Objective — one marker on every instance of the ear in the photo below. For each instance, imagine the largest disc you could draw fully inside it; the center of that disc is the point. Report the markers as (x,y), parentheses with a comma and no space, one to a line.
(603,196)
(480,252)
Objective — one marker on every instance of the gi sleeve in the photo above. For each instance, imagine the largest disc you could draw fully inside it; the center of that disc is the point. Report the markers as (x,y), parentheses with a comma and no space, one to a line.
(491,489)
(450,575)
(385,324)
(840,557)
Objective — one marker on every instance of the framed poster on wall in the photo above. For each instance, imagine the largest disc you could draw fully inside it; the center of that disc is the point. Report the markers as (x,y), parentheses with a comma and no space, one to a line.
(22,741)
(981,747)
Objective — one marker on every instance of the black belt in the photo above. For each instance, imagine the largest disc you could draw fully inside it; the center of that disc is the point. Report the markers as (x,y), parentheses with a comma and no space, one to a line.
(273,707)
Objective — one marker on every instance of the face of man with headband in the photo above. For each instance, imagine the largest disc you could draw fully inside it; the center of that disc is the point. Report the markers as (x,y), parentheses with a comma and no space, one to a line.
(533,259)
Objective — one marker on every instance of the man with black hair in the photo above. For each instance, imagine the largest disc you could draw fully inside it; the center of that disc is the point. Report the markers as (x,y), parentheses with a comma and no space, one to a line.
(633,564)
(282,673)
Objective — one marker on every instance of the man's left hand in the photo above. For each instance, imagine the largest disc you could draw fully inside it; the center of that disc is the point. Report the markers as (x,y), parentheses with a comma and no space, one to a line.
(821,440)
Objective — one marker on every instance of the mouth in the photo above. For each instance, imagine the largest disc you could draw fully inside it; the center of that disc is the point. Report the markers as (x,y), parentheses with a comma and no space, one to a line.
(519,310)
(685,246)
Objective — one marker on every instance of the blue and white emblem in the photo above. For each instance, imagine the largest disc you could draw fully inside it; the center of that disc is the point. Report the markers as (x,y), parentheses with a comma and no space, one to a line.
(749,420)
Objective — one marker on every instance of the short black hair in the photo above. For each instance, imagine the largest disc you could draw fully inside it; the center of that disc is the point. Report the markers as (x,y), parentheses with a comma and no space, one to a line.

▸ **TASK BRIEF**
Return all of the data exactly as it reads.

▸ **TASK OUTPUT**
Objective — one marker on every instance of the ear in the photo below. For each instance, imagine the largest disc you could draw fully inside it; the center of that disc is the point. Report the markers as (x,y), parentheses with a comma and no space, one to a line.
(603,196)
(480,252)
Objective — one marker on every instance of the gi sleeve in the photo above. For each instance, imagine the largest disc you could draw fully inside it; the center of that disc is the point. Report the markers as (x,y), parentheses with a comma and no space, one to a line.
(491,489)
(450,575)
(385,324)
(840,557)
Objective — one marker on every instance of the framed poster on wall in the photo above. For each instance, imagine the largest disc you could draw fully inside it; the center of that disc is the point. Report the markers as (x,y), parentheses with a comma and no space, one to a line.
(22,741)
(981,747)
Objective — one marker on every instance of the black belt in the photo above. For each instance, imagine the largest disc you could draw fully inside it; the center of that disc is the point. Report the markers as (x,y), parentheses with a comma and no space, one to a line.
(273,707)
Objective — one marker on every instance of the face of man with headband in the photo above. For each instance, imagine the largest disc you could draw fully inside it; the center of that disc is the point. Report the markers as (x,y), parentheses with a comma and no space, one to a line.
(533,259)
Objective — one marker on every instance of the man with black hair in the photo above. For each instance, imagine the largest disc you could draw fully inside it; the center of that disc is the point. Report the markers as (x,y), parentheses with a comma and no space, one to a line.
(633,564)
(282,673)
Objective — one marker on every instance of the man's left hand in the photo above. For each instance, imagine the largest disc you could draw fully inside it; the center of that disc is the point. Report the markers as (x,y), parentheses with a comma and no space, one to a line.
(821,440)
Objective — one marker on every instance of the mouth in the photo above. For each instance, imagine the largest disc you could draw fully inside it; the center of that disc is the point. Report the markers as (x,y), parentheses with a comma and no space, one to a line.
(519,310)
(685,246)
Objective — one marker on every instance of the blue and white emblem in the photo above. For each instance, imagine the largest disc you could draw fully inside it; the center of that disc is the point. Report the markers as (x,y), parentheses with a comma and no space, one to a line.
(749,420)
Objective — one marker on every instance of the short black hair in the photo above. For each instance, imagine the largest disc you could draw fully inside it; the center of that disc is the point. Report the markers as (x,y), parentheses with a comma and no space, one to a line.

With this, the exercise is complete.